--- Source information ---
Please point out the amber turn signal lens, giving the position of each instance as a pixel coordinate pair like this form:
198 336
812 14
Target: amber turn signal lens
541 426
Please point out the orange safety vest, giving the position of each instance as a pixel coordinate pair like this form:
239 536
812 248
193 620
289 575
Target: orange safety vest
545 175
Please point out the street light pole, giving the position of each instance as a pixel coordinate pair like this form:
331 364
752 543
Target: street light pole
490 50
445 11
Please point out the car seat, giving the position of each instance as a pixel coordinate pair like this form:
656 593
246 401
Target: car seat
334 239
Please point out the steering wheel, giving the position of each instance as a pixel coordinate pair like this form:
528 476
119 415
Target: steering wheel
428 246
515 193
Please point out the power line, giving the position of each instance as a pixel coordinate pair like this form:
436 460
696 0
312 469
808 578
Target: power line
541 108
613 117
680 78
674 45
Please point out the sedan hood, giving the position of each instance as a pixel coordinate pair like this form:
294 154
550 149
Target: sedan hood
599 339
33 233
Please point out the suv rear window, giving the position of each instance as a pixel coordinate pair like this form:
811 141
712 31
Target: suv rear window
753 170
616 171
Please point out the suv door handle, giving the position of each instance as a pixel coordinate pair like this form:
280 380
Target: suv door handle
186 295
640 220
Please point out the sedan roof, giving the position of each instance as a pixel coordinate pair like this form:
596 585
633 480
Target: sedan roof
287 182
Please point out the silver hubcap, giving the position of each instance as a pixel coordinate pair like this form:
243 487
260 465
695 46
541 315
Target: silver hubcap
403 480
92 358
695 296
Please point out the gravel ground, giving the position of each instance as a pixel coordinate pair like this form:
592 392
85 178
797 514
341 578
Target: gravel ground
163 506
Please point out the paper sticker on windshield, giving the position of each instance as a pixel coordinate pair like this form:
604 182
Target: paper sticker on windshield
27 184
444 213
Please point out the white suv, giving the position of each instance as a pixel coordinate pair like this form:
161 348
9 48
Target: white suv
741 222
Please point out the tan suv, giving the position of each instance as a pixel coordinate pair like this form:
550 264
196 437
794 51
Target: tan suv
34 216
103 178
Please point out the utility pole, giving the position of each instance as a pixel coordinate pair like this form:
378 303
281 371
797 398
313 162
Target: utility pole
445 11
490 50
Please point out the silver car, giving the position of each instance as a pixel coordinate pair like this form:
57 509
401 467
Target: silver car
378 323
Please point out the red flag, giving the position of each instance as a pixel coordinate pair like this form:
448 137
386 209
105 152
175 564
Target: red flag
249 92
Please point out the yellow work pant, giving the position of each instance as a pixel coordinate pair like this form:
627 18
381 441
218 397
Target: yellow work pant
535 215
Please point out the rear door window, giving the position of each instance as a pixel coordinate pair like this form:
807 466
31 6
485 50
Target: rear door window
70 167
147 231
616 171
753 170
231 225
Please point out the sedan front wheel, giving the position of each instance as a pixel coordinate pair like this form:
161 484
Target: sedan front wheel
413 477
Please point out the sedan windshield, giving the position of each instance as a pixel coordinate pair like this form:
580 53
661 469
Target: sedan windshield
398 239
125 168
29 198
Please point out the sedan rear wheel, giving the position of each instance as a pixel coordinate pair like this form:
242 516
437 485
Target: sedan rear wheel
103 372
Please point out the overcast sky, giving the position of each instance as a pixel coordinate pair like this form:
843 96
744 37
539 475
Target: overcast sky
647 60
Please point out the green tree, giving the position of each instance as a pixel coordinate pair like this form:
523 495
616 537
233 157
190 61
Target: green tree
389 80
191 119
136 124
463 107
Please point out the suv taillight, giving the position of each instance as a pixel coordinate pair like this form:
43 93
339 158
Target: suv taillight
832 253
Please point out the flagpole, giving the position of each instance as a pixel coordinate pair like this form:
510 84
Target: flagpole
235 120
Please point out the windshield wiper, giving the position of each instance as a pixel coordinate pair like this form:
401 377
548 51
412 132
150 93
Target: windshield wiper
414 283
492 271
---
§ **Work to be completed**: Set down all the data exactly as given.

§ **Your response**:
Please point out the amber turn signal lens, giving the position of each instance as a pixel coordinate pair like this form:
198 336
812 14
Target: amber turn signal lens
541 426
Please point out the orange safety vest, giving the position of each instance as a pixel coordinate pair like this form:
239 536
812 248
193 620
289 575
Target: orange safety vest
545 175
Please point out the street light pole, giving the position of each instance as a pixel coordinate pair like this form:
331 364
752 543
Target: street light pole
490 50
445 11
Please point out the car seat, giving the position of each instance as a pixel coordinate pair like this form:
656 593
246 401
Target: car seat
334 239
Please point out the steering wheel, giving the position of each instance as a pixel coordinate pair like this form:
528 476
119 415
Target: steering wheel
428 246
515 193
Please point out the power line, giving the position of each instance as a pixel coordinate pair like this form:
436 460
696 0
312 469
808 578
Target: power line
541 108
613 117
680 78
674 45
Please point out the sedan hood, giving the position of each instance as a pixel coordinate pair like this form:
294 154
550 149
Target: sedan hood
599 339
33 233
Please point out the suv rear window, giving the position of each instance as a pixel coordinate pair like this form:
811 141
712 31
Target: suv rear window
753 170
616 171
Please point out the suv door handle, giving the position of each instance as a pixel coordinate pair like this form:
280 380
Target: suv door handle
186 295
640 220
Please point out the sedan roof, giving the position of each instance as a pixel coordinate pair like this form:
596 585
633 480
Target: sedan roof
287 182
Please point out the silver hubcap, giving the position of each instance as a pixel coordinate pair like this form:
243 487
260 465
695 46
541 315
Target: silver hubcap
403 480
92 358
695 296
Please point out the gravel ground, giving the position of each instance as a pixel coordinate pair like this form:
592 392
85 178
797 514
341 578
Target: gravel ground
163 506
Please point out the paper sticker on windshield, giving the position of each instance as a pixel coordinate pair like this form:
604 182
Target: paper sticker on windshield
27 184
444 213
Please point out the white suv, giving the position of each instance as a pixel coordinate pair like this form:
161 348
9 48
Target: white suv
741 222
Please point out the tan suv, giving the position of each instance as a pixel coordinate pair like this form:
550 264
196 437
794 51
Target: tan suv
34 216
103 178
Please point out the utility pole, giving the position of each instance as a pixel coordinate pair like this form:
378 303
281 371
797 398
313 162
Target: utility pole
445 11
490 50
Please point out the silver car, giving the position of each instance as a pixel coordinate pair like this form:
57 509
401 467
Target: silver car
378 323
Please point out the red flag, giving the position of each instance as a pixel coordinate pair like this form:
448 137
386 209
105 152
175 564
Target: red flag
249 92
Please point out the yellow work pant, giving the position of each instance as a pixel coordinate pair like this form:
627 18
381 441
218 397
Target: yellow work pant
535 215
Please point out the rear door window, giving the position of each instance as a pixel coordinate pair like this form:
807 466
31 6
485 50
Target: rear door window
70 167
147 231
616 171
753 170
231 225
Please point out the sedan front wheel, giving the position of each instance as a pixel coordinate pair like this form:
161 484
Target: sedan front wheel
413 477
Please point out the sedan windshield, giving the position of each instance as a pixel coordinate pair like this form:
580 53
661 469
Target: sedan windshield
398 239
125 168
29 198
Please point out the sedan rear wheel, giving the position of each instance as a pixel coordinate pair like this form:
242 516
437 485
Target: sedan rear wheel
103 372
Please point out the overcast sky, giving the position of each instance as a pixel coordinate pair like this form:
843 96
744 37
539 475
Target: overcast sky
647 60
Please point out the green tree, giving the position of each instance as a pixel coordinate pair like this form:
523 495
616 537
233 157
190 61
Target: green tree
389 80
191 119
136 124
463 107
Please point out the suv taillight, giving the position of each instance as a pixel coordinate pair like this form:
43 93
339 158
Target: suv taillight
832 253
Please point out the flagpole, giving the position of each instance as a pixel coordinate pair like this form:
510 84
Target: flagpole
235 120
Please point out the windshield wiper, giving the position of each instance as a pixel coordinate pair like this form:
401 377
548 51
412 132
150 93
Target: windshield wiper
414 283
492 271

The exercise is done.